In this unit students explore patterns and relationships among the circle numbers and box numbers that form different arithmagons. Students identify and use rule based patterns to solve triangular arithmagons and square arithmagons and use linear equations to solve triangular arithmagons. They establish and prove algebraically the general rules for solving arithmagons.
 Devise rules based on numerical patterns to solve triangular arithmagons.
 Explain the condition for the solution of any square arithmagon.
 Form and use linear equations to solve triangular arithmagons.
 Develop proofs of rules and conditions for the solution of arithmagons.
This unit is based around exploring ‘arithmagons’. Arithmagons are polygons with a circle number on each vertex and a box number on each side such that each box number is the sum of the two circle numbers adjacent to it.
In Session 1, students must notice that the sum of the two circle numbers on either side of a box number is equal to the box number. This is the basis of all the arithmagons throughout the unit. Students are likely to notice that in Questions 1 and 2 of Task 1, the box numbers form a sequence comprising three consecutive numbers of which two are odd and one is even, (one odd and two even leads to fractional circle numbers). They are also likely to notice that the circle numbers are also consecutive but in the opposite sense to the box numbers. So when the box numbers form a clockwise sequence, the circle numbers form a counterclockwise sequence and vice versa. Noticing such features is key to generalising arithmagons.

[Dataset extracts labeled with boxes]

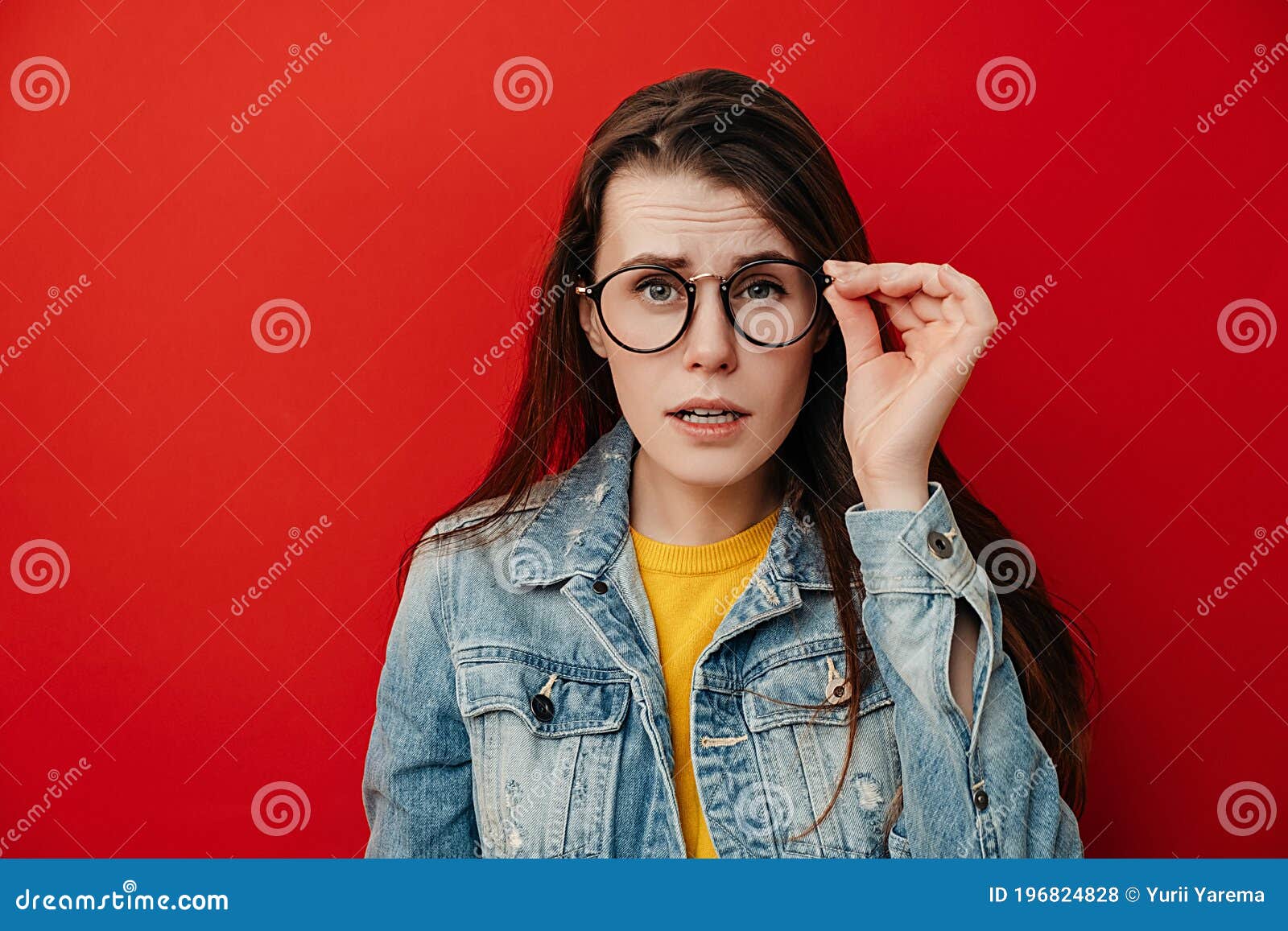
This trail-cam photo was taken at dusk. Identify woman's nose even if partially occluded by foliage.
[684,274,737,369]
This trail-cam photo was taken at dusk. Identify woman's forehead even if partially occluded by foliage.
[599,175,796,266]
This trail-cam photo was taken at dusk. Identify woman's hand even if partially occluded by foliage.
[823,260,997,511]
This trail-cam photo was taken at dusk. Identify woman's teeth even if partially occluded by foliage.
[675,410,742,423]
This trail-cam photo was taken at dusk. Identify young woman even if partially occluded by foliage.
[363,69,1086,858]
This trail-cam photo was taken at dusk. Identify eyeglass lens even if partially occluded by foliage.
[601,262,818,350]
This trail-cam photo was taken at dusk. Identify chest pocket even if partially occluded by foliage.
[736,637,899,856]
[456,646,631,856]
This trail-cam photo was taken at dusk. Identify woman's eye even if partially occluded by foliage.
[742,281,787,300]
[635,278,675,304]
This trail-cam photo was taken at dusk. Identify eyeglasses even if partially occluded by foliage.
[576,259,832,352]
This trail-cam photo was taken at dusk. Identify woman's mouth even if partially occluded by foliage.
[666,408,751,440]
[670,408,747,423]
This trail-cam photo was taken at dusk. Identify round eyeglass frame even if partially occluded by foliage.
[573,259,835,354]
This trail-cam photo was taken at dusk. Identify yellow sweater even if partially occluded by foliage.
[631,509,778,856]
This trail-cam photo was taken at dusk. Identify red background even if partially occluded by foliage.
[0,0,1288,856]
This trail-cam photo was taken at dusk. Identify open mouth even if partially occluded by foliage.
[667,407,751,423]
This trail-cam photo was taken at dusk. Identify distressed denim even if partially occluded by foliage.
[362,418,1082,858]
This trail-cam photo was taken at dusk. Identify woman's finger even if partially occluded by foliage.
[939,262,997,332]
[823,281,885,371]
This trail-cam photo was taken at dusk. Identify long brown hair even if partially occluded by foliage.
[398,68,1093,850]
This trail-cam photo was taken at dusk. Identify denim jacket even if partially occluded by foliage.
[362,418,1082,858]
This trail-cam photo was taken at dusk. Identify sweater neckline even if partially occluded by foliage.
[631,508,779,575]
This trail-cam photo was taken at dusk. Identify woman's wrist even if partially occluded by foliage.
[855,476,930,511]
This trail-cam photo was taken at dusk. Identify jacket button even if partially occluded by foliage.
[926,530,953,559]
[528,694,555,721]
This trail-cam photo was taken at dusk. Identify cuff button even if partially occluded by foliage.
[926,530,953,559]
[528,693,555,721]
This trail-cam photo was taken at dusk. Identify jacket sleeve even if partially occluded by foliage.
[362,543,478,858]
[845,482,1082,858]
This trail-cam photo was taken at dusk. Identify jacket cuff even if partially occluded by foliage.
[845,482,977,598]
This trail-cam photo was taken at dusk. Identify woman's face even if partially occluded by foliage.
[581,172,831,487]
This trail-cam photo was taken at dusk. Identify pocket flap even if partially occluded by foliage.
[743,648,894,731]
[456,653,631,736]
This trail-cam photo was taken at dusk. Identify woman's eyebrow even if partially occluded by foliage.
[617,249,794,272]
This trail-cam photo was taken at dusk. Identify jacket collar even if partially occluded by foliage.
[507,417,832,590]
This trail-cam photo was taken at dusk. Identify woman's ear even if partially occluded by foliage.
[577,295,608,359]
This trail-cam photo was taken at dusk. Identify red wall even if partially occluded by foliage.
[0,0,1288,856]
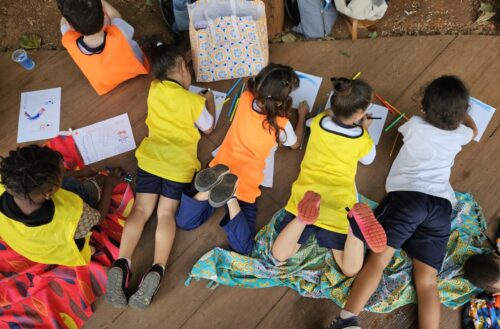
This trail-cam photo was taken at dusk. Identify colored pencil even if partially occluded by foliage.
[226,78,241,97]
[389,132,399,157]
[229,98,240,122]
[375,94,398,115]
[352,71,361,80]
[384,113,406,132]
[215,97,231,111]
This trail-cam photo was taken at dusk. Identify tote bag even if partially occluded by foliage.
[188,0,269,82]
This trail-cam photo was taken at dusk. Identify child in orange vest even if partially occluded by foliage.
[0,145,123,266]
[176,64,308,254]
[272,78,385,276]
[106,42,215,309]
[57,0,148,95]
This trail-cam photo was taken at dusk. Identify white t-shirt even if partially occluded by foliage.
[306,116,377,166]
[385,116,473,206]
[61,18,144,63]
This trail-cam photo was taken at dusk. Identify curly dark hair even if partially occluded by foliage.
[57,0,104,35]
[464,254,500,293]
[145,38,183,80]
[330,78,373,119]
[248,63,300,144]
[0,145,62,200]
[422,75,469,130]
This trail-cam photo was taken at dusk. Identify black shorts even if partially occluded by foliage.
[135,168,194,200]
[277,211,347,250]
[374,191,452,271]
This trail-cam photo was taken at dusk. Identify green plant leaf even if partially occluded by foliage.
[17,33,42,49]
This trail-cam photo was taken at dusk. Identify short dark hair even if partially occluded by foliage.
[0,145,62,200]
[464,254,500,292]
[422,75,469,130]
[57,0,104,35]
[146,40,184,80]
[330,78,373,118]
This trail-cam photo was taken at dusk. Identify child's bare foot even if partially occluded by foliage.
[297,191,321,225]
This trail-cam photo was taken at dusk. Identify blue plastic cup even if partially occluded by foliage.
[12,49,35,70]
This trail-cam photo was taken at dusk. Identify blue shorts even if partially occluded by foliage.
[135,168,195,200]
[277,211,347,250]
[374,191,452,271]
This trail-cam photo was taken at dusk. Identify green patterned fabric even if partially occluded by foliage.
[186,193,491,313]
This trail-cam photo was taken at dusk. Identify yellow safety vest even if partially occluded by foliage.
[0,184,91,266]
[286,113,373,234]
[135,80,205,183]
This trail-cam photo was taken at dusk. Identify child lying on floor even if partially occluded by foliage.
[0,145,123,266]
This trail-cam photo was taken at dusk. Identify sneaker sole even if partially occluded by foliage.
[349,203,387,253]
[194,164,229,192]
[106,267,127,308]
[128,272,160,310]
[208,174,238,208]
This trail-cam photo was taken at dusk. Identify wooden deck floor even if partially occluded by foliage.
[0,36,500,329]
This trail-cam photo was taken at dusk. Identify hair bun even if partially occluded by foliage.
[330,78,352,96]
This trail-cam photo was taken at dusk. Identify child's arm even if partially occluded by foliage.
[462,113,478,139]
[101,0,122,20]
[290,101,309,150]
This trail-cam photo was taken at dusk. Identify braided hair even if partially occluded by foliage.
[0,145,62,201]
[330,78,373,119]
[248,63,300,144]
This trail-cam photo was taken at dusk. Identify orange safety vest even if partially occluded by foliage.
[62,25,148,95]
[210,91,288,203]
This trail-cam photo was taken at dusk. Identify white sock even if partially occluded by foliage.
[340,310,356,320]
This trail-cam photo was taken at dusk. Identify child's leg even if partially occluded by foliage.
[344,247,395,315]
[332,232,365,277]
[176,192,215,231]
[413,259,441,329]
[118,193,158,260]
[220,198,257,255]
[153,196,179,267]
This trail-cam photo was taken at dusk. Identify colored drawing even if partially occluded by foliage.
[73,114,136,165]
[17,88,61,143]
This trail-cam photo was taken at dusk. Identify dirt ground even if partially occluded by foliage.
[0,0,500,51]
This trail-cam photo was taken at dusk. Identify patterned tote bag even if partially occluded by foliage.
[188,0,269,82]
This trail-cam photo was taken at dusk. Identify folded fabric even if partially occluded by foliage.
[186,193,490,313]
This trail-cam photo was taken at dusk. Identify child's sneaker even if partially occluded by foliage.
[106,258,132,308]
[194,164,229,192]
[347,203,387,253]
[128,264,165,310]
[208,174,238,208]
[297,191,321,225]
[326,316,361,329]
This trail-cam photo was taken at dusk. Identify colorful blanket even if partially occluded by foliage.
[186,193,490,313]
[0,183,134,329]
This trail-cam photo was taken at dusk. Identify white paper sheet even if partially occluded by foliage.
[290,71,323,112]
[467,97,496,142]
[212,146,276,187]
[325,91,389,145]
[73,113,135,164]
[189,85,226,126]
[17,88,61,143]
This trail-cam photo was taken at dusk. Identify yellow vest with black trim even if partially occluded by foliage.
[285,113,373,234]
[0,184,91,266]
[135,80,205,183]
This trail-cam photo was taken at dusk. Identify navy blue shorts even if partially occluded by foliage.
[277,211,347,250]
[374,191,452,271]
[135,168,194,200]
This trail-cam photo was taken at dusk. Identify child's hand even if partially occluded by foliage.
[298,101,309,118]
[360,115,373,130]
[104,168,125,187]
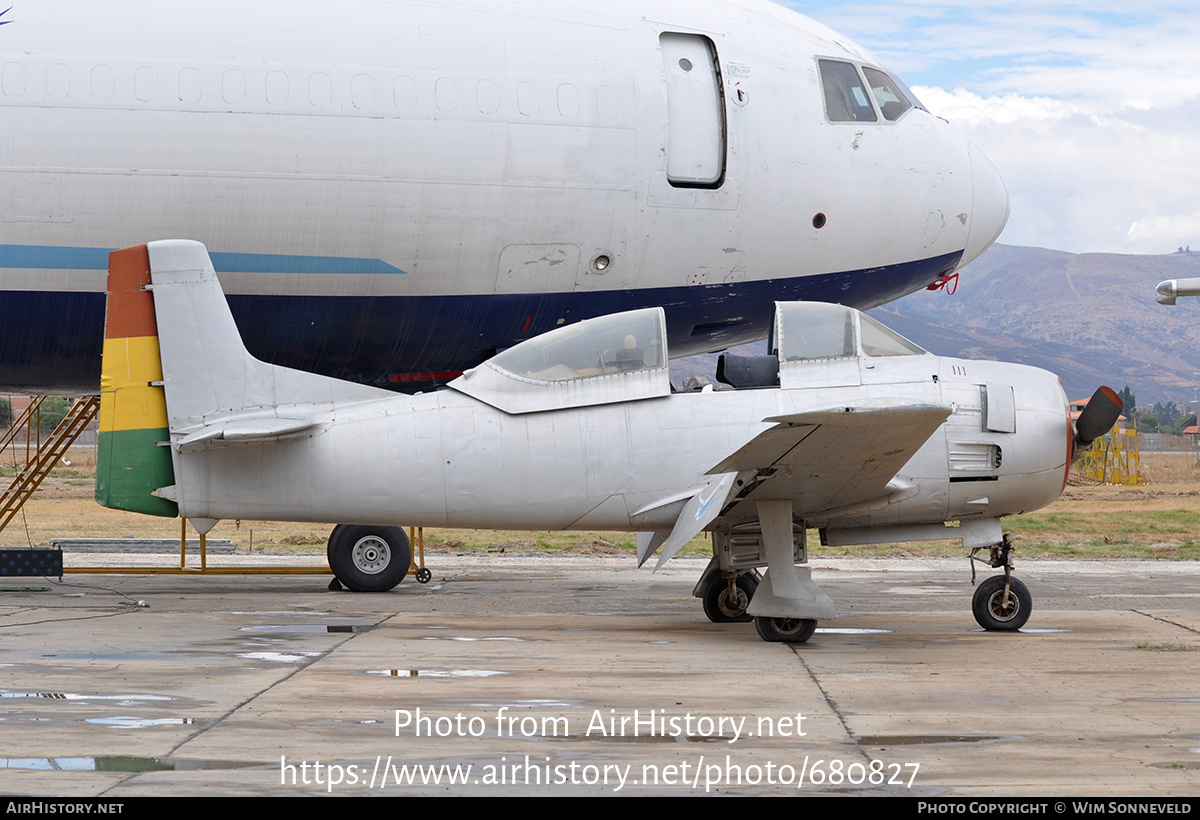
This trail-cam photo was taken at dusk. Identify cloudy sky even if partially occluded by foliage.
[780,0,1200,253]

Instructions —
1) In the arithmagons unit, what does each box number equal?
2) Turn the lines of the listing between the line holding "This trail-cam photo was taken at dusk. Identify yellow vest" and the end of the listing, inclusive, into a numbered list with no blank lines, and leave the pictures out.

Answers given —
1) Each box number equals the sum of the two circle numbers adjacent to it.

2)
1. This trail-cam photo was taken at dusk. Identify yellow vest with black trim even if partially occluded by foliage.
2. [285,113,373,234]
3. [0,184,91,266]
4. [135,80,205,183]
5. This trail-cam photo was taken at dusk. Identify navy blue shorts even if partially occluded by foliage.
6. [277,211,347,250]
7. [374,191,452,271]
8. [135,168,194,200]
9. This trail-cam photo was taken at dusk. Identify child's hand even if partially occluded by foliage.
10. [298,101,309,118]
11. [360,115,373,130]
12. [104,168,125,187]
13. This trail-cam photo was taken at dusk. Identify cloudy sky even if partially occluded by foliage.
14. [780,0,1200,253]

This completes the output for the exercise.